= Entries provided =
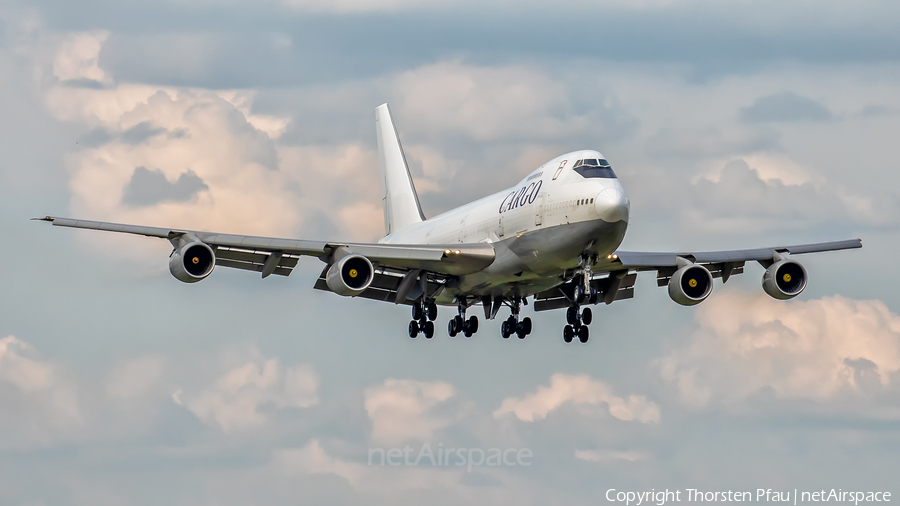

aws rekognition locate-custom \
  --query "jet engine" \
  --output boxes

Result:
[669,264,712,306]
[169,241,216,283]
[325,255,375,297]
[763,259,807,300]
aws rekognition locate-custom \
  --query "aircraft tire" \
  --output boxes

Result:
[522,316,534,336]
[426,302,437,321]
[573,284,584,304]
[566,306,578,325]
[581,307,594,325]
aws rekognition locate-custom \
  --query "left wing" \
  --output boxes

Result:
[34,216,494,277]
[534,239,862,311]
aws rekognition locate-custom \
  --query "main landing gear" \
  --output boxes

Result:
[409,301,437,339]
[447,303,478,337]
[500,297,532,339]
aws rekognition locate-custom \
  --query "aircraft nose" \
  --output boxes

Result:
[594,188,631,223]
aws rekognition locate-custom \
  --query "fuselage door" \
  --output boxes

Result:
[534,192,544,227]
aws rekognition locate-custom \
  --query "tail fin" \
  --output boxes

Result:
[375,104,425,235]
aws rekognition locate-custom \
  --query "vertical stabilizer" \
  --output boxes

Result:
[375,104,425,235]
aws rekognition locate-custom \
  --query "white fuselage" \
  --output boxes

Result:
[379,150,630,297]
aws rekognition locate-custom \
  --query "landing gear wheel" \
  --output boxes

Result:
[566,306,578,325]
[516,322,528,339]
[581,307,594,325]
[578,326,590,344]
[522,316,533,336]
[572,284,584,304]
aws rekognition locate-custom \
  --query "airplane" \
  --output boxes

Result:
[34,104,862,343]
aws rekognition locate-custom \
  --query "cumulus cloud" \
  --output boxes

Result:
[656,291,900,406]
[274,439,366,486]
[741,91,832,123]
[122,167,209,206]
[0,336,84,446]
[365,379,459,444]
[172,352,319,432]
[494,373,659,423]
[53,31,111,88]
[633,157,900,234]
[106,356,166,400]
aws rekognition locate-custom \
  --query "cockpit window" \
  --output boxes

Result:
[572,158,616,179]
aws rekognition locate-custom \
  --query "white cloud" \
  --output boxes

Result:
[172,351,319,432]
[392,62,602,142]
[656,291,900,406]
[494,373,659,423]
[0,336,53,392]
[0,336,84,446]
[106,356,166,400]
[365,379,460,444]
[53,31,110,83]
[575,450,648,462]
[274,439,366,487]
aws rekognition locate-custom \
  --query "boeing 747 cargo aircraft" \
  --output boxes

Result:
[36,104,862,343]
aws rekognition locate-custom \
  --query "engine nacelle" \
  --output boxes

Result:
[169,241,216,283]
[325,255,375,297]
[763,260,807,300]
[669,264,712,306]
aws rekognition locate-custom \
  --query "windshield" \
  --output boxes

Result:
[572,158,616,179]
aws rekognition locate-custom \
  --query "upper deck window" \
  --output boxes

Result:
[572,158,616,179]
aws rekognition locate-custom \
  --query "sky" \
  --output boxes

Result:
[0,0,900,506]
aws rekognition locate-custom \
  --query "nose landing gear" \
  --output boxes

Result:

= Aim of the exercise =
Rewrite the entire listing above, changing every "locate-custom" to "detect-custom" and keeping everything else the same. Leave the pictures out of your answer.

= Output for this exercise =
aws rekognition detect-custom \
  --query "jet engine" \
  --output boxes

Result:
[669,264,712,306]
[169,241,216,283]
[325,255,375,297]
[763,259,807,300]
aws rekognition detect-custom \
  --query "aircraft tire" \
  --output boxes

Result:
[522,316,534,336]
[426,302,437,321]
[573,284,584,304]
[566,306,578,325]
[581,307,594,325]
aws rekognition detect-custom \
  --query "left wing" \
  --output boxes

Result:
[34,216,494,277]
[534,239,862,311]
aws rekognition detect-custom \
  --query "main landing gear" \
  --output boxes

Result:
[409,301,437,339]
[447,303,478,337]
[500,297,532,339]
aws rekognition detect-custom \
  --query "aircraft nose" \
  --output boxes

Result:
[594,188,631,223]
aws rekognition detect-custom \
  --query "fuselage door" \
  --output boxes

Result:
[534,192,544,227]
aws rekognition detect-custom \
  --query "tail fin" \
  --output boxes

Result:
[375,104,425,235]
aws rekognition detect-custom \
  --query "vertical stabilizer" \
  --output boxes

Result:
[375,104,425,235]
aws rekognition detect-custom \
  --query "white fuselage" \
  --output boxes

Result:
[379,150,630,297]
aws rekognition detect-custom \
  --query "landing gear wheel" \
  --output boxes

Result:
[566,306,578,325]
[516,322,528,339]
[581,307,594,325]
[578,326,590,344]
[522,316,533,336]
[572,284,584,304]
aws rekognition detect-custom \
  --query "airplane" \
  --output boxes

Result:
[34,104,862,343]
aws rekognition detect-custom \
  --query "cumulus cloud" \
  --output boxes

Result:
[656,291,900,406]
[274,439,366,486]
[741,91,832,123]
[122,167,209,206]
[0,336,84,446]
[365,379,459,444]
[172,352,319,432]
[494,373,659,423]
[53,31,111,88]
[633,157,900,234]
[106,356,166,400]
aws rekognition detect-custom \
  --query "cockpit window" \
  --output boxes

Result:
[572,158,616,179]
aws rekognition detect-custom \
  --query "white cloud" \
  --output boxes

Result:
[172,351,319,432]
[392,62,602,142]
[656,291,900,406]
[494,373,659,423]
[0,336,53,392]
[0,336,84,446]
[106,356,166,400]
[365,379,460,444]
[53,31,110,83]
[575,450,648,462]
[274,439,366,487]
aws rekognition detect-custom \
  --query "boeing 747 cargo aircraft" \
  --output boxes

Result:
[36,104,862,343]
aws rekognition detect-custom \
  --query "engine nacelle" \
  --output boxes

Result:
[169,241,216,283]
[325,255,375,297]
[763,260,807,300]
[669,264,712,306]
aws rekognition detect-custom \
  --query "windshield" \
  --output boxes

Result:
[572,158,616,179]
aws rekognition detect-custom \
  --query "upper deck window" \
  --output boxes

Result:
[572,158,616,179]
aws rekognition detect-custom \
  --query "sky" \
  --output boxes

Result:
[0,0,900,506]
aws rekognition detect-custom \
  --query "nose landing gear" \
  --output boxes

Result:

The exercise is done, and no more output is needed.